Begin ITEMS
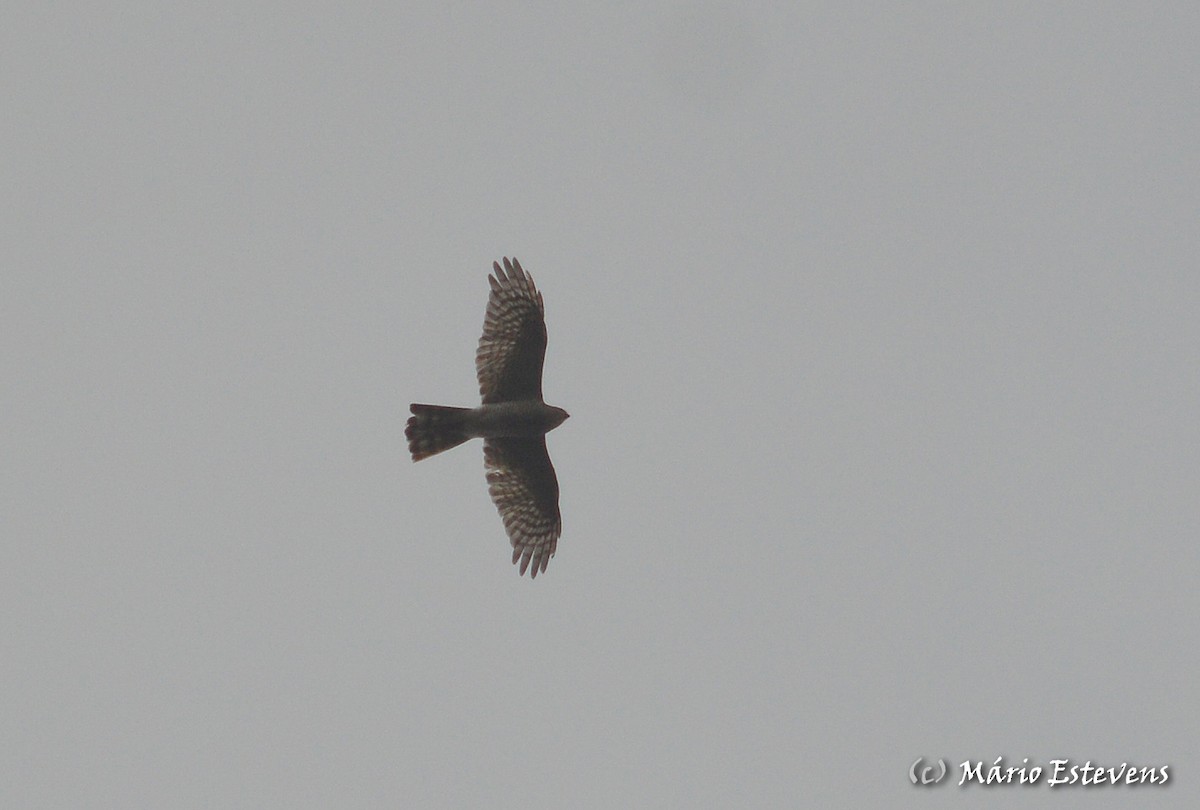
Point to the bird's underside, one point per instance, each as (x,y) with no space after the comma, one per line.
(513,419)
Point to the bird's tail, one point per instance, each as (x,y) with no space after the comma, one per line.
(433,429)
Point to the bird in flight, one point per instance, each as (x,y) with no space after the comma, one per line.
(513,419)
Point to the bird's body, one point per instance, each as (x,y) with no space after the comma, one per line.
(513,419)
End ITEMS
Begin ITEMS
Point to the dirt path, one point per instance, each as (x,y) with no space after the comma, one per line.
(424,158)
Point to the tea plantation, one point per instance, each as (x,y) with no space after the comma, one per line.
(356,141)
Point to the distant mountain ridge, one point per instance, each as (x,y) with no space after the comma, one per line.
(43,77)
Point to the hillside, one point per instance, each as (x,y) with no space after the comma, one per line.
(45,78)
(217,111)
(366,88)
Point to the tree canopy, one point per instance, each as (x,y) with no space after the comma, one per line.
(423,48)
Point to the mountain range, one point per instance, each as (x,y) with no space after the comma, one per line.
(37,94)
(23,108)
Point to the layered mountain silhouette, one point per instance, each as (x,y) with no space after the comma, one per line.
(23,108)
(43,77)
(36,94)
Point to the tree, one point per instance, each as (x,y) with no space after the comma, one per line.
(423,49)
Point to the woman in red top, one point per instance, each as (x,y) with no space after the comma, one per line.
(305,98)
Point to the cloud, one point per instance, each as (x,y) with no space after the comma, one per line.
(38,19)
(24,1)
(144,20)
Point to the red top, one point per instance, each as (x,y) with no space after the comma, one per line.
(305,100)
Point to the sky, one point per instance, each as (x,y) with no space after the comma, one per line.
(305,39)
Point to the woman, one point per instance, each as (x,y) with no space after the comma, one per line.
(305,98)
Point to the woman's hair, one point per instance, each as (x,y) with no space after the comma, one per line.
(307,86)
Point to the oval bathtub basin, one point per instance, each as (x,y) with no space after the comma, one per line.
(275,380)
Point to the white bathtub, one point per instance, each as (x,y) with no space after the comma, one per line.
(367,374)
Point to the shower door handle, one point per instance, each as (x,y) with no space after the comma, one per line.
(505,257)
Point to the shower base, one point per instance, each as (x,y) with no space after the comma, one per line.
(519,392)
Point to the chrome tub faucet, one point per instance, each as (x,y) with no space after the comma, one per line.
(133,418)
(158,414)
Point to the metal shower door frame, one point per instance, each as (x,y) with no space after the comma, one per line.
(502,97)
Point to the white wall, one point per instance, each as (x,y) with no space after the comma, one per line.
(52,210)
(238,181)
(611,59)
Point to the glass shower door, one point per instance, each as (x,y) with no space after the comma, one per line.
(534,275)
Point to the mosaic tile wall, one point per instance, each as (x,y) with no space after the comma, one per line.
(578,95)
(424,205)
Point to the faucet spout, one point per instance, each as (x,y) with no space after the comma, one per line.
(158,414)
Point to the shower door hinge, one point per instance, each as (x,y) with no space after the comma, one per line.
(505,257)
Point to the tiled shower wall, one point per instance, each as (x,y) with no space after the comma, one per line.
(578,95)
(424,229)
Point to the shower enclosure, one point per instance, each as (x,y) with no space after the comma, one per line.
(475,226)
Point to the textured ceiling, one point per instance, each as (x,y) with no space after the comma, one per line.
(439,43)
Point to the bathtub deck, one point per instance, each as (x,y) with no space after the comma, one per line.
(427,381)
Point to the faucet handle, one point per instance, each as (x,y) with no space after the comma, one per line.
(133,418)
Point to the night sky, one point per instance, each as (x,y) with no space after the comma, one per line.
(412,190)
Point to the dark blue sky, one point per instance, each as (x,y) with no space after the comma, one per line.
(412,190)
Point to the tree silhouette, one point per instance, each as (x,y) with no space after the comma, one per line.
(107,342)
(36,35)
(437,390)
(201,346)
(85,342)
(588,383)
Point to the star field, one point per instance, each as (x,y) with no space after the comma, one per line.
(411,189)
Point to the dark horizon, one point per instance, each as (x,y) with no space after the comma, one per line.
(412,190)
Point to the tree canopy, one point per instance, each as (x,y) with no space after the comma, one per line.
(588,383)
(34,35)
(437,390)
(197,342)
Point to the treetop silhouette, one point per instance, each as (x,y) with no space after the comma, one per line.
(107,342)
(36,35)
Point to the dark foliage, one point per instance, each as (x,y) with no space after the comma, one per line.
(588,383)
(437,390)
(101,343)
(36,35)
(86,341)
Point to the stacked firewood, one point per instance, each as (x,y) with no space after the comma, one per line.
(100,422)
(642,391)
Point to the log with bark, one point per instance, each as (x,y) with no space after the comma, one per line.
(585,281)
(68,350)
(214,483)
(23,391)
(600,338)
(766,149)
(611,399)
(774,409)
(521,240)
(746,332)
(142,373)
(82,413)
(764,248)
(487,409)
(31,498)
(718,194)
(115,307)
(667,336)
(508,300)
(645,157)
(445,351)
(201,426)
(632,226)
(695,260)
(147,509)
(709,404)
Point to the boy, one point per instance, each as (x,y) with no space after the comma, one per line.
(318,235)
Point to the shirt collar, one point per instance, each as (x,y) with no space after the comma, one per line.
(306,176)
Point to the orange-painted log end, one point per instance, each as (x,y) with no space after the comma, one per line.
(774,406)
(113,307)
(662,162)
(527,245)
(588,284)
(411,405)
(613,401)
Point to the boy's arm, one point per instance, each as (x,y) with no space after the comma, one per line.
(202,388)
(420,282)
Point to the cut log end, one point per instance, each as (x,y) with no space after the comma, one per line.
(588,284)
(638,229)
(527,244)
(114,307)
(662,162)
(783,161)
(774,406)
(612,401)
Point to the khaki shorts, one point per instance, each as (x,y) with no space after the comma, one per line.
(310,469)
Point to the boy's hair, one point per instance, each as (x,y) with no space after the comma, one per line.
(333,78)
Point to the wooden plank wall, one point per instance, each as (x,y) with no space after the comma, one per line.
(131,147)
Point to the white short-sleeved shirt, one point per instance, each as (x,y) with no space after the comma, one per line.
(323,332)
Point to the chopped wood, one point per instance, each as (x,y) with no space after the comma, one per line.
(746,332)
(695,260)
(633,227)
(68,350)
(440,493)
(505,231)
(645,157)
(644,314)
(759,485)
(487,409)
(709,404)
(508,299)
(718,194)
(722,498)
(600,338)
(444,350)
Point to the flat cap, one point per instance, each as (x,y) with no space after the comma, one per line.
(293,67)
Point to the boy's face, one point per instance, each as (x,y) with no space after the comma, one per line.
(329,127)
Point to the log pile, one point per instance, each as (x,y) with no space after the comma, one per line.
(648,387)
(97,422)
End ITEMS
THE EXERCISE: Go through the records above and copy out, in full, every line that contains the word "hair".

WRITTEN ANSWER:
Point to the woman's hair, one point per instance, each as (x,y) with no space after the comma, one per line.
Point to the boy's hair, one point per instance, each as (x,y) with no space after the comma, one per line.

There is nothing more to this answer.